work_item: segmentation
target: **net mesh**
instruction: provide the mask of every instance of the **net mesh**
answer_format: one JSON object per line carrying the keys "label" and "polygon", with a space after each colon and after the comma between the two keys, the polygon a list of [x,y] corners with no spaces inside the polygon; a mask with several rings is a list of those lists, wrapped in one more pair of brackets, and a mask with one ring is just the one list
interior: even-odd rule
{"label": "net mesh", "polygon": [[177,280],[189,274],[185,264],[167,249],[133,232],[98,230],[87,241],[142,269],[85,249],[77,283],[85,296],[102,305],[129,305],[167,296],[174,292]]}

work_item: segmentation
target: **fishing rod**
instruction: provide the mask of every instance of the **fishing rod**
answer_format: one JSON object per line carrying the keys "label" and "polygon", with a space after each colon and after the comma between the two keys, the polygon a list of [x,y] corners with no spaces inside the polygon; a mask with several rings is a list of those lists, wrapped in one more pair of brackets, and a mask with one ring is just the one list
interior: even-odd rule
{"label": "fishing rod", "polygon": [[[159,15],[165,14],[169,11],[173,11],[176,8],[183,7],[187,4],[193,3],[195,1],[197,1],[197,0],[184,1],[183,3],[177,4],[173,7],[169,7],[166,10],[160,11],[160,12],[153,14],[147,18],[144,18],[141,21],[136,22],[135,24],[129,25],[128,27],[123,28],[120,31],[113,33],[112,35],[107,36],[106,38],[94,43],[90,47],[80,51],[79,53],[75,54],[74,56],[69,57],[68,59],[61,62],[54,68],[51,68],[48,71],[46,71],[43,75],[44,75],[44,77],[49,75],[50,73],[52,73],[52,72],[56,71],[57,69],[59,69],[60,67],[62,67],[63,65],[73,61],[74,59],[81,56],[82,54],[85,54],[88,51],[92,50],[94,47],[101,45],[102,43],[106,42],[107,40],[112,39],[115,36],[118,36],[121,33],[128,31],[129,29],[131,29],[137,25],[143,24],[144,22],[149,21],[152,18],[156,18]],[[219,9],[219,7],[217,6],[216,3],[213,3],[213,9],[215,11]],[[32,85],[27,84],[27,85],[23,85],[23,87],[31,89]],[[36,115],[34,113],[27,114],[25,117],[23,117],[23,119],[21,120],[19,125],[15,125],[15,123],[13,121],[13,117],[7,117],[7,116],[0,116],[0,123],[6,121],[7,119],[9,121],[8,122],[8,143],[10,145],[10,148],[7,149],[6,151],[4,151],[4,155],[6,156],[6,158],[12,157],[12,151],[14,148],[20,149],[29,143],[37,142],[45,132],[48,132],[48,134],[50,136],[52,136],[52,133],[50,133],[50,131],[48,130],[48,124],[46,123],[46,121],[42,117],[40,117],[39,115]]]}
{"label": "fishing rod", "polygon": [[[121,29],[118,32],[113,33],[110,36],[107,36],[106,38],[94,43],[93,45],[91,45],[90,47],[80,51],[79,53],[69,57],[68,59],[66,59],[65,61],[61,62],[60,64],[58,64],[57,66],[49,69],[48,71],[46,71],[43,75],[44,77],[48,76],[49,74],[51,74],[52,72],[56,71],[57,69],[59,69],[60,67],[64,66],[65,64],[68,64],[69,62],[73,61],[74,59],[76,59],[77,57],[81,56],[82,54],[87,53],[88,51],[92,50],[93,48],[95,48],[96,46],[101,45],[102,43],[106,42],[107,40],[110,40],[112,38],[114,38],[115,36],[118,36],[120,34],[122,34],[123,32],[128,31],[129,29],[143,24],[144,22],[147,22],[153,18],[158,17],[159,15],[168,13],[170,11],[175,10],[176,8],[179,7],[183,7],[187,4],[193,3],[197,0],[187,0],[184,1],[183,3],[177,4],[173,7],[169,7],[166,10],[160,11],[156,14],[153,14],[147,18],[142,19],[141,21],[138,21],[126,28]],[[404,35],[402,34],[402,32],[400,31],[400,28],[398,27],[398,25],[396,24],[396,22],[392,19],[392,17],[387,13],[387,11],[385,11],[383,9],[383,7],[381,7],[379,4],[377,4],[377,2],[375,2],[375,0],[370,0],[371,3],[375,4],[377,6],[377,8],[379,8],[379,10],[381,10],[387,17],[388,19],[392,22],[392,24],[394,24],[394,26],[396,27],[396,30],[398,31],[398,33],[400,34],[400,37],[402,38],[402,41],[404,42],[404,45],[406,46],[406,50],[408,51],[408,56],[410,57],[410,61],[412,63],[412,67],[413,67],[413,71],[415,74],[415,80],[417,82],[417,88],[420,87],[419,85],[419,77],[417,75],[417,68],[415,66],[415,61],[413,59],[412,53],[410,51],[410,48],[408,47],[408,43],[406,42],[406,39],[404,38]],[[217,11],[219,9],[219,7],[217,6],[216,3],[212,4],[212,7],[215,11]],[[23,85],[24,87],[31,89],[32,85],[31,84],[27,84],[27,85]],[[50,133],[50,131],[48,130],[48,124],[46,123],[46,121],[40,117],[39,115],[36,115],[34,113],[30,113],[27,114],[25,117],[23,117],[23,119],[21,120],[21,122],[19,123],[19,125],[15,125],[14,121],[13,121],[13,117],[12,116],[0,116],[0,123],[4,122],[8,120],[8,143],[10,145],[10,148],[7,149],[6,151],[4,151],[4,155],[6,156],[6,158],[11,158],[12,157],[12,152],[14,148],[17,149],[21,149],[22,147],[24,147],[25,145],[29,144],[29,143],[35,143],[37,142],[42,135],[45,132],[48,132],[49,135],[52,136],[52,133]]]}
- - -
> [What you have to do]:
Reproduce word for word the lines of the records above, beginning at the first and ending with the line where "target: **fishing rod**" appears, and nothing past it.

> [Output]:
work_item: segmentation
target: **net mesh**
instruction: provide the mask of every instance of the **net mesh**
answer_format: one JSON object per line carrying the keys "label" and "polygon", with a space after each colon and after the comma between the two keys, the polygon a list of [x,y] corners with no spaces inside the polygon; a mask with several rings is a list of those lists, wrapped in one more pair of brackets, and a mask with one ring is just the one list
interior: even-odd rule
{"label": "net mesh", "polygon": [[177,280],[189,274],[185,264],[167,249],[133,232],[98,230],[87,241],[142,269],[85,249],[77,283],[85,296],[102,305],[129,305],[167,296],[174,292]]}

work_item: segmentation
target: **fishing rod**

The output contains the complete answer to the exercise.